What you are asked to do
In the records, find every line with the word "dark" and copy it out.

:: Dataset records

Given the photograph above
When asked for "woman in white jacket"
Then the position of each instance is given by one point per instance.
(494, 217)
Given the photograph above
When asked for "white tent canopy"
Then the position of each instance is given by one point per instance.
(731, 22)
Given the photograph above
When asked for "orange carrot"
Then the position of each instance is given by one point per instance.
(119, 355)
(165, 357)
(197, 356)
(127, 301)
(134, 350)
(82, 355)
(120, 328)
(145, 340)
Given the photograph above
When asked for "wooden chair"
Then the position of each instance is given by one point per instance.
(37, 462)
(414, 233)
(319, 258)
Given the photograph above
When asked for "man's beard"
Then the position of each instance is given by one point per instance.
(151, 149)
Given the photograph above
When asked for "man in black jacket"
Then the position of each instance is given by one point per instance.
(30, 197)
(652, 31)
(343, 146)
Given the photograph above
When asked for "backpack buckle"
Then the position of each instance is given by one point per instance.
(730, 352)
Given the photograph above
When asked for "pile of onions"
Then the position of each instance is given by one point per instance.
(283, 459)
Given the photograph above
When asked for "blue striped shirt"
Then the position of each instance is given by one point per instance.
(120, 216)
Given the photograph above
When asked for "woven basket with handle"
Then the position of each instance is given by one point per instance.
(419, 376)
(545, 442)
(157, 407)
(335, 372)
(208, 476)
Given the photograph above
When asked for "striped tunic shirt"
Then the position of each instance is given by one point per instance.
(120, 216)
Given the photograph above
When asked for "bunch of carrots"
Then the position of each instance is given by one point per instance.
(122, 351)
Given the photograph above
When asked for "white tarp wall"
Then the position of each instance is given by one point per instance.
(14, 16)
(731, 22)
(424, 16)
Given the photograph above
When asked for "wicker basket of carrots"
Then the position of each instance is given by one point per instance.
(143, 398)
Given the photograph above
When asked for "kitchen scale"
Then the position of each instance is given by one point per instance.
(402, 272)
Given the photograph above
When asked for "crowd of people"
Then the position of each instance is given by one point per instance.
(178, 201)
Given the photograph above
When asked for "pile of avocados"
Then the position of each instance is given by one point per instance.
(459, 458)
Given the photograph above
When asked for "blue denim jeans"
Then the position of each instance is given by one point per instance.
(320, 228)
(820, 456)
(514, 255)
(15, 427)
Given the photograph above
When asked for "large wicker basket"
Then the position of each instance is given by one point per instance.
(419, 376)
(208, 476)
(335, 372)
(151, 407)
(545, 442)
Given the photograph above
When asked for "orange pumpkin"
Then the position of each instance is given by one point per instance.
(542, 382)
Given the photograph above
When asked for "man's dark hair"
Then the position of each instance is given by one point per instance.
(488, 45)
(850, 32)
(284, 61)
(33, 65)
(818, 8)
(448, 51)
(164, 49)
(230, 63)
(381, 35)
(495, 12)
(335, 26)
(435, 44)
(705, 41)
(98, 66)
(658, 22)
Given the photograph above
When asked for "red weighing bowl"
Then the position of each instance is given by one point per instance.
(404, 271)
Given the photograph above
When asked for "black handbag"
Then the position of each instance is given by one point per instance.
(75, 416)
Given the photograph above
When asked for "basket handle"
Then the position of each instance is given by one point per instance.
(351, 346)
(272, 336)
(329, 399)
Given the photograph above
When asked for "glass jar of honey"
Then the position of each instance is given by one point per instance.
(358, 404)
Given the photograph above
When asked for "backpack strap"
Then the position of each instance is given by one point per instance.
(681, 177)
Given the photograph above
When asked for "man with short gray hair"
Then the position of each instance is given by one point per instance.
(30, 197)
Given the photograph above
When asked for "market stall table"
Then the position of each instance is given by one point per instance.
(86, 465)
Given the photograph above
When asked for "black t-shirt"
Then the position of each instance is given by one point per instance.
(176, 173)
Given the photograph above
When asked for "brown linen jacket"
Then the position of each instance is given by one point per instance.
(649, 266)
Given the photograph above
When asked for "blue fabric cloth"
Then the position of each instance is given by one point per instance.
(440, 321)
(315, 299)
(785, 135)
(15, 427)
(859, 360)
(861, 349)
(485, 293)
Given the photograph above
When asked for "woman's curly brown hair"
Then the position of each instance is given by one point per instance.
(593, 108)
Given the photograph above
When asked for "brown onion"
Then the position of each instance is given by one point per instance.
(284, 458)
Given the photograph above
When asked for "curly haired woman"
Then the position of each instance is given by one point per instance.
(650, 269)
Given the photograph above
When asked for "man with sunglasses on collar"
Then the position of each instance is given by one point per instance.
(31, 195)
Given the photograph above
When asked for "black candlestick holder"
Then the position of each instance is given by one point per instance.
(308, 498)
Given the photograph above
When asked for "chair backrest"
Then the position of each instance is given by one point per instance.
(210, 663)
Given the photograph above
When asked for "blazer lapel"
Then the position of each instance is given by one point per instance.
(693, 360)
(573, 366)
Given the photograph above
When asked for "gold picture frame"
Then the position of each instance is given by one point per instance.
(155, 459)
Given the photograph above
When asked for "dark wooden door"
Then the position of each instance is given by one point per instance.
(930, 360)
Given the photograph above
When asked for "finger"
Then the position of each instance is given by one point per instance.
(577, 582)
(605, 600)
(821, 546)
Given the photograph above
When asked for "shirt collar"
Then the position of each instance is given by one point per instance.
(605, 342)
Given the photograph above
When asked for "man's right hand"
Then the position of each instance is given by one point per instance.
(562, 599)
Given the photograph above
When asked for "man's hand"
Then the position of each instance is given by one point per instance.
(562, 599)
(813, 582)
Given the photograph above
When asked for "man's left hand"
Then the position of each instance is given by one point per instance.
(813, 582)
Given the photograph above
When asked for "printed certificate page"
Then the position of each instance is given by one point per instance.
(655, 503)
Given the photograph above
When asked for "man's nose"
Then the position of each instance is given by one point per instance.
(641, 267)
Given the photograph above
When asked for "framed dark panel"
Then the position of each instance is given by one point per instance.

::::

Task output
When asked for "man's dark hair"
When asked for "dark wooden door"
When asked for "framed dark panel"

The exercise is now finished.